:: PASSAGE PROVIDED ::
--
Making the Always On Availability Groups More Resilient to Transient Network Issues
More and more companies are adopting the Always On Availability Groups as their HA/DR architecture for the SQL Server databases. While this comes with a lot of advantages—less downtime, use of the secondary replica to offload your read-only queries (depending on your licensing model)—it still comes with challenges: network and connectivity between nodes.
“Common” unexpected failure events
Most of the unexpected failover events which we had recently investigated could have been avoided by small changes to the cluster/AG role properties.
--
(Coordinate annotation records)
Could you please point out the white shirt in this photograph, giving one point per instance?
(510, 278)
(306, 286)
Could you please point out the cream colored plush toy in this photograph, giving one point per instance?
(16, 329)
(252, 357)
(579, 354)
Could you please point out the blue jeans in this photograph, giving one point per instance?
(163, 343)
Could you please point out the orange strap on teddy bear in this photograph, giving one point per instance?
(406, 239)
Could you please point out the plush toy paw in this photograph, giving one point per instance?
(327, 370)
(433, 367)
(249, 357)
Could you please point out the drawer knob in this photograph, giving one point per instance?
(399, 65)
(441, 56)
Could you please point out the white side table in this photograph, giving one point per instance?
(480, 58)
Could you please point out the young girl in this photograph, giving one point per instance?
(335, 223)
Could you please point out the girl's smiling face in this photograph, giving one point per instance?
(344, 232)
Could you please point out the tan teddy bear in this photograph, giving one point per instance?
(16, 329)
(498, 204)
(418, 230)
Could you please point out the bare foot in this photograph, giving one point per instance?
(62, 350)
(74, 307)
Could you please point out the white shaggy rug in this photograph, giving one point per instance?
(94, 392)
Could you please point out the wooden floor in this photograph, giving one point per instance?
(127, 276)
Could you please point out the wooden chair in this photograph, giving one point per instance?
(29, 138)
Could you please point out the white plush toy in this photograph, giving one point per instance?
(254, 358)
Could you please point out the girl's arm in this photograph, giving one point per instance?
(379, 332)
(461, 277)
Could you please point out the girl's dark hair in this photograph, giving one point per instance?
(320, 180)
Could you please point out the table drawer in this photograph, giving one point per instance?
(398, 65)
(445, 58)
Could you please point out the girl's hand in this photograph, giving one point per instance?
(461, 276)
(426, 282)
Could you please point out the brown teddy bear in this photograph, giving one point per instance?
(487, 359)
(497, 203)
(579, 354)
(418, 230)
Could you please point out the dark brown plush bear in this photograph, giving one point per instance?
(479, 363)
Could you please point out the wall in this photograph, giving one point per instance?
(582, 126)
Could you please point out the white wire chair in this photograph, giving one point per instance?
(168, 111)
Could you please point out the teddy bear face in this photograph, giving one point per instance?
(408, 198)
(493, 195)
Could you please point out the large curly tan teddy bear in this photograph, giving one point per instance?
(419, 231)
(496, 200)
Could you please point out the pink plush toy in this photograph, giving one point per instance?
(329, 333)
--
:: SHORT TASK 1 ::
According to the availability groups passage, what challenge still comes with adopting Always On Availability Groups?
:: SHORT TASK 2 ::
How many lines of the records contain the word "face"? Reply with the number alone.

:: CORRECT RESPONSE 1 ::
Network and connectivity between nodes.

:: CORRECT RESPONSE 2 ::
2